--- Extracted data ---
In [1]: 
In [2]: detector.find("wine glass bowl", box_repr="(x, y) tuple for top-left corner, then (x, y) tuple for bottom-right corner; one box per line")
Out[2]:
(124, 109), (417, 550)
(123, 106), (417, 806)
---
--- Extracted data ---
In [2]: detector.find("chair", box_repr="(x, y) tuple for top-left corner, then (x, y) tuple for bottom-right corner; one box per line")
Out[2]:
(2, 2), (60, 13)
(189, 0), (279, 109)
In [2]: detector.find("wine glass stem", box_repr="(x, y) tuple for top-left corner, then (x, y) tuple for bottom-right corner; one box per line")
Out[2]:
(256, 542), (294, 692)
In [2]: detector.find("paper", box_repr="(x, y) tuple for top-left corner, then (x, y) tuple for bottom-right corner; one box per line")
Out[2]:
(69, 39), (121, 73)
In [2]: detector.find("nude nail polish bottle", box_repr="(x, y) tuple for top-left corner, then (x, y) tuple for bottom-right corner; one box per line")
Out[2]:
---
--- Extracted data ---
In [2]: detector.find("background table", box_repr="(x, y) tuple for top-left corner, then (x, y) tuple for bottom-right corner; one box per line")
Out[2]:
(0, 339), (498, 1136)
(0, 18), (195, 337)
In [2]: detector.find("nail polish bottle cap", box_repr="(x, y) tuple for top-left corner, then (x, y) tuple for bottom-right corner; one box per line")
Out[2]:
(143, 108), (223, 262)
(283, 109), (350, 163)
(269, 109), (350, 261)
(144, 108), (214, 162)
---
**Task:**
The lines to copy are those above that contain "bottom".

**Task result:**
In [2]: detector.find("wine glass bowl", box_repr="(x, y) tuple for top-left corner, then (x, y) tuple for bottom-right corner; one box per line")
In [2]: detector.find("chair", box_repr="(x, y) tuple for top-left corner, then (x, y) tuple for bottom-right corner; one box per line")
In [2]: detector.find("wine glass stem", box_repr="(x, y) tuple for top-left corner, then (x, y) tuple for bottom-right corner; one box per line")
In [2]: detector.find("paper", box_repr="(x, y) tuple for top-left corner, then (x, y) tuple for bottom-right corner; one box per line")
In [2]: detector.find("nude nail polish bottle", box_repr="(x, y) tuple for top-left corner, then (x, y) tuple for bottom-right corner; one box per line")
In [2]: detector.find("background table", box_repr="(x, y) tuple for top-left corner, then (x, y) tuple for bottom-right corner; one box per line")
In [2]: detector.find("nail polish bottle cap", box_repr="(x, y) tuple for top-left corner, then (x, y) tuple for bottom-right corner; one box per line")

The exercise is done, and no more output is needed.